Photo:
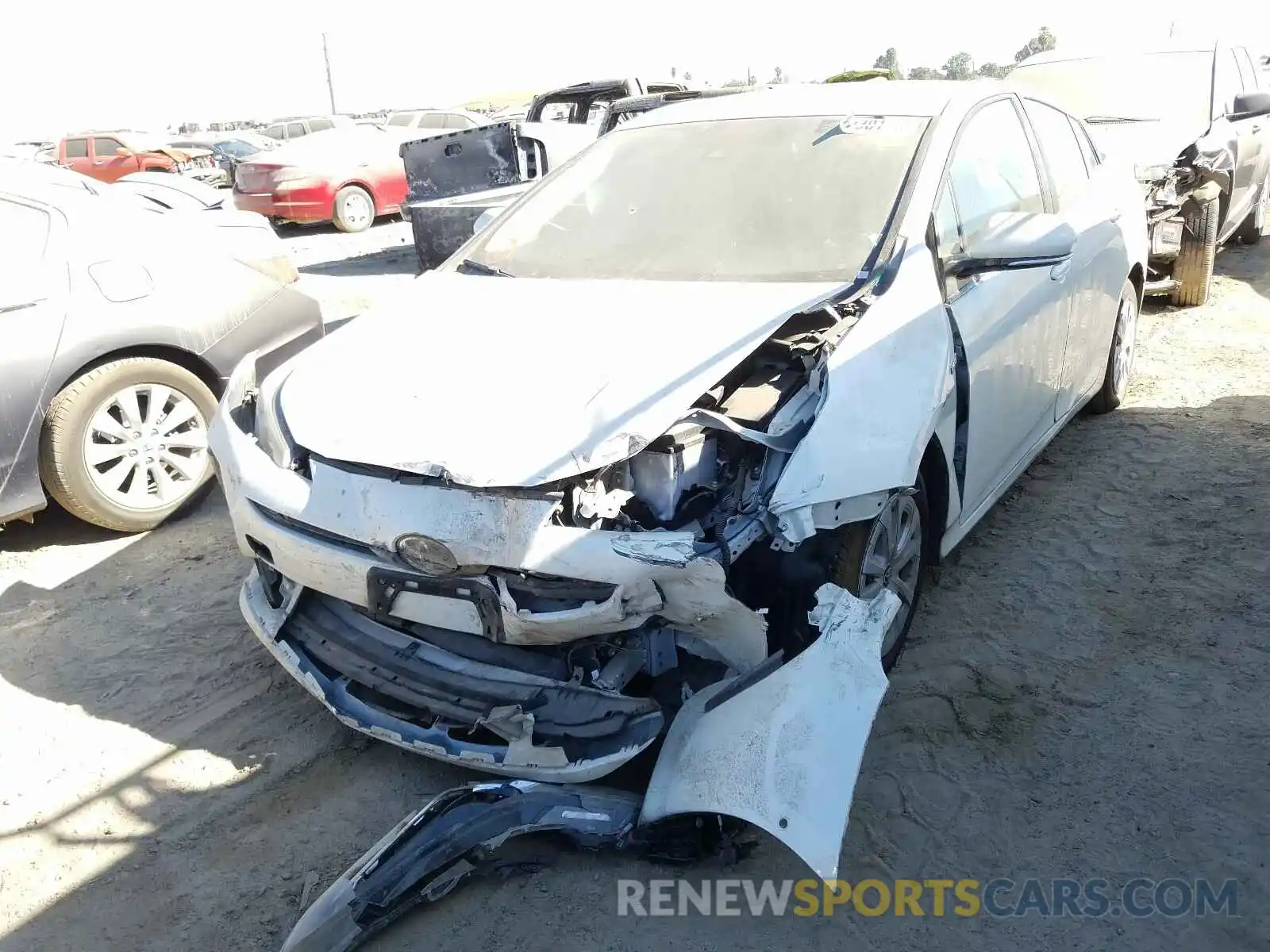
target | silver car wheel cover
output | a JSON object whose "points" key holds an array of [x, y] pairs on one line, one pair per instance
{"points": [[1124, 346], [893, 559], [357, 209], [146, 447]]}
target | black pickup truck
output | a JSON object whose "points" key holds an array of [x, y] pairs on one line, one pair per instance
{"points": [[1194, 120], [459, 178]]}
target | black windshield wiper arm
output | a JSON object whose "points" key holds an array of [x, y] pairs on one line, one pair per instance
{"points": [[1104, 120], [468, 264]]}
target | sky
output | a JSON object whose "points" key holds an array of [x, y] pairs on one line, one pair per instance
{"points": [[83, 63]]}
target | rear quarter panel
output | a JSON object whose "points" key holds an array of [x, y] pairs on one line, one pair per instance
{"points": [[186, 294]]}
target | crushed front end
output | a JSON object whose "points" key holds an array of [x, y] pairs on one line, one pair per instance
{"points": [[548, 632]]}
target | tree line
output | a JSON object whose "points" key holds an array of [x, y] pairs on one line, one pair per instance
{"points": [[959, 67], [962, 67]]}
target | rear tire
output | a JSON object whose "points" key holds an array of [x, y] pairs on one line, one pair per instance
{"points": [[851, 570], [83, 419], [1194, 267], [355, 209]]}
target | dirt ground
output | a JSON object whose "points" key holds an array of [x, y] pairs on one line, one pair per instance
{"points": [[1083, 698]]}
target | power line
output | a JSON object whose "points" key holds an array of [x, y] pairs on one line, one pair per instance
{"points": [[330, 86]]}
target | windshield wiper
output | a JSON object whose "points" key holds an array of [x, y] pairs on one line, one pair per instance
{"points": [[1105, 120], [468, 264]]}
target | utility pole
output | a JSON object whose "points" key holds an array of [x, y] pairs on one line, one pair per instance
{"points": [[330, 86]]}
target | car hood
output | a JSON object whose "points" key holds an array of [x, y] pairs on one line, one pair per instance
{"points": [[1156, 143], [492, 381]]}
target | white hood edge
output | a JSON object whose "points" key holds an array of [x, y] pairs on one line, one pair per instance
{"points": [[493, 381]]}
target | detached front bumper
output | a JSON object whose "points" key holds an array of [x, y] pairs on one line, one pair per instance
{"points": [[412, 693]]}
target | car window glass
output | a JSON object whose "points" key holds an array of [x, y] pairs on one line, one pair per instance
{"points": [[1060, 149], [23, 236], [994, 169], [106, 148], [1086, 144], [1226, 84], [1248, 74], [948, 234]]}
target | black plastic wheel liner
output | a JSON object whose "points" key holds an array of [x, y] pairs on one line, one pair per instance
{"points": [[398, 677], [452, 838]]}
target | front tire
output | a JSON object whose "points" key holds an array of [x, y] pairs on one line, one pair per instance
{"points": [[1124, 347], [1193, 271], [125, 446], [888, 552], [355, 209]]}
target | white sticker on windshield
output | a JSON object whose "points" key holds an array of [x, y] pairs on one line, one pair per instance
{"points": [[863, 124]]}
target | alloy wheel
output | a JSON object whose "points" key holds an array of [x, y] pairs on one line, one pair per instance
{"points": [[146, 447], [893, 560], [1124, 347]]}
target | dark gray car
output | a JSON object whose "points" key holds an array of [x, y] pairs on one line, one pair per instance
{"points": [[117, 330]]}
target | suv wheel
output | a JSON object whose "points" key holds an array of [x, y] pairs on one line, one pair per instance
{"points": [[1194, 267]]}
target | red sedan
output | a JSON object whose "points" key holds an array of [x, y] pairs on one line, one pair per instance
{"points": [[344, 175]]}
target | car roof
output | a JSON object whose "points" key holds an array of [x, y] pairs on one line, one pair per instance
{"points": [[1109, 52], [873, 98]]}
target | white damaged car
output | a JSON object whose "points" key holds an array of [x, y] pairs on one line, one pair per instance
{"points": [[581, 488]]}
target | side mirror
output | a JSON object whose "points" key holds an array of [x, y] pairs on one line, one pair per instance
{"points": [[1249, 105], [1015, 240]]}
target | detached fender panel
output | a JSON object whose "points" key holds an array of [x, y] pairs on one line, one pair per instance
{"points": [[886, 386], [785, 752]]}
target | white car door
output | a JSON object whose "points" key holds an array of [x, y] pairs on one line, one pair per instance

§ **Problem to solve**: Quote only the lines from the line containing "target | red sedan" through the end of the listing, please, keeping both the first and the last line.

§ **In response**:
target | red sedan
output | a JSON object whose "points" key holds an array of [x, y] pairs on one line, one pair per instance
{"points": [[344, 175]]}
target | car roof
output | a JSON object whose "points" key holds an array of [x, y] pairs on one line, one pair per instance
{"points": [[1109, 52], [873, 98]]}
target | white damaged car
output | a JSON object whose "points" key holds an array of [x, y] pairs on one line, one pair per instance
{"points": [[581, 488]]}
target | side mirror
output | a JSON object whose "points" key holds an array of [x, y] pairs on one line, one pair per instance
{"points": [[1249, 105], [1015, 240]]}
target | detached fender panel
output | a JSON object whose "points" key holds an array of [x, y] pairs on one line, one pair per instance
{"points": [[886, 386], [785, 752]]}
target | white car door
output | a JSON object whose "points" key holds an array of [x, y] pairs on one line, one pair per instance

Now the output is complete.